• [Requirement]
Pick out every line below that contains the string "group", and copy each one.

(Dataset entries)
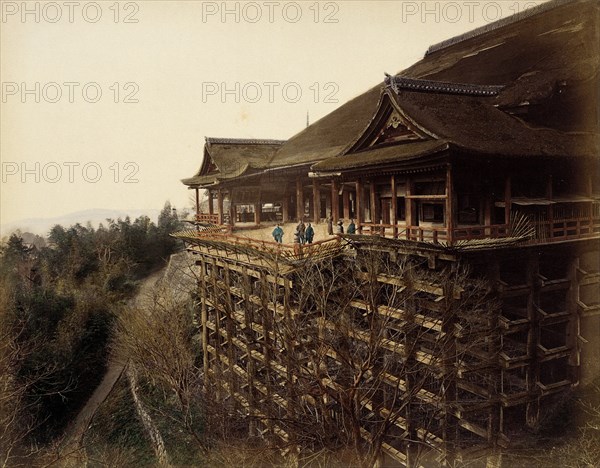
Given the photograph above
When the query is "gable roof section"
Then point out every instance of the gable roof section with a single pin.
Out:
(233, 157)
(514, 60)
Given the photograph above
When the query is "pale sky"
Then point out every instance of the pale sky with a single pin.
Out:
(189, 69)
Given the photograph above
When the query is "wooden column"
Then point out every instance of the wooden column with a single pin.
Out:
(410, 216)
(299, 199)
(507, 198)
(211, 206)
(335, 201)
(393, 217)
(257, 213)
(232, 211)
(487, 213)
(374, 210)
(316, 201)
(220, 206)
(549, 208)
(346, 204)
(359, 205)
(285, 209)
(449, 203)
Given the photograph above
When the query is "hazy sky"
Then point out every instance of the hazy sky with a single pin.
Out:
(106, 104)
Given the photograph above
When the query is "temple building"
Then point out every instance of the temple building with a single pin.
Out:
(485, 153)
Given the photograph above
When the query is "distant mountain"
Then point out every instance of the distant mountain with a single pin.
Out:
(95, 216)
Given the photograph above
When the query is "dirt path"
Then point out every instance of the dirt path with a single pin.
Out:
(74, 434)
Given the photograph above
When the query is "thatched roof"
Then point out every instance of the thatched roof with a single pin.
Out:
(227, 158)
(548, 58)
(523, 86)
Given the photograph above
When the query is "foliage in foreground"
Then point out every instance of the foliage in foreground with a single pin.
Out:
(58, 304)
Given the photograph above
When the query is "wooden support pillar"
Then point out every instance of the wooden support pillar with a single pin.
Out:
(549, 208)
(346, 204)
(449, 205)
(285, 209)
(410, 216)
(507, 199)
(220, 206)
(316, 201)
(211, 204)
(204, 320)
(197, 200)
(374, 210)
(335, 201)
(232, 211)
(393, 217)
(257, 213)
(487, 213)
(359, 205)
(299, 199)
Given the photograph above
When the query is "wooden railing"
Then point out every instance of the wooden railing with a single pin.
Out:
(543, 231)
(220, 235)
(558, 230)
(207, 218)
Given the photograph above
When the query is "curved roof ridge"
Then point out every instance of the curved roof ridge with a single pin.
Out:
(416, 84)
(497, 24)
(243, 141)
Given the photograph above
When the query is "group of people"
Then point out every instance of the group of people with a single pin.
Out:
(304, 234)
(339, 227)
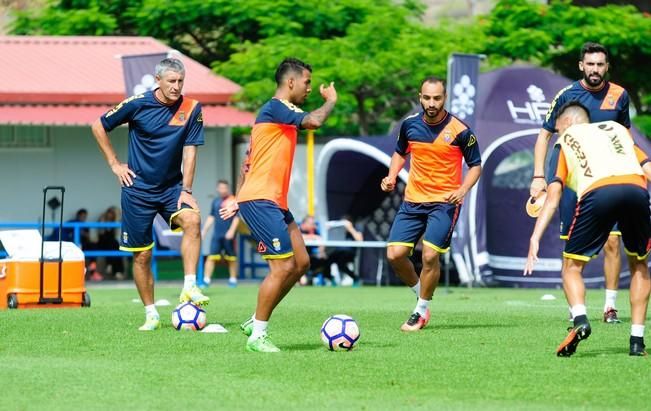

• [Response]
When the query is "group of people"
Then point out every instance of the group of people with a single pin.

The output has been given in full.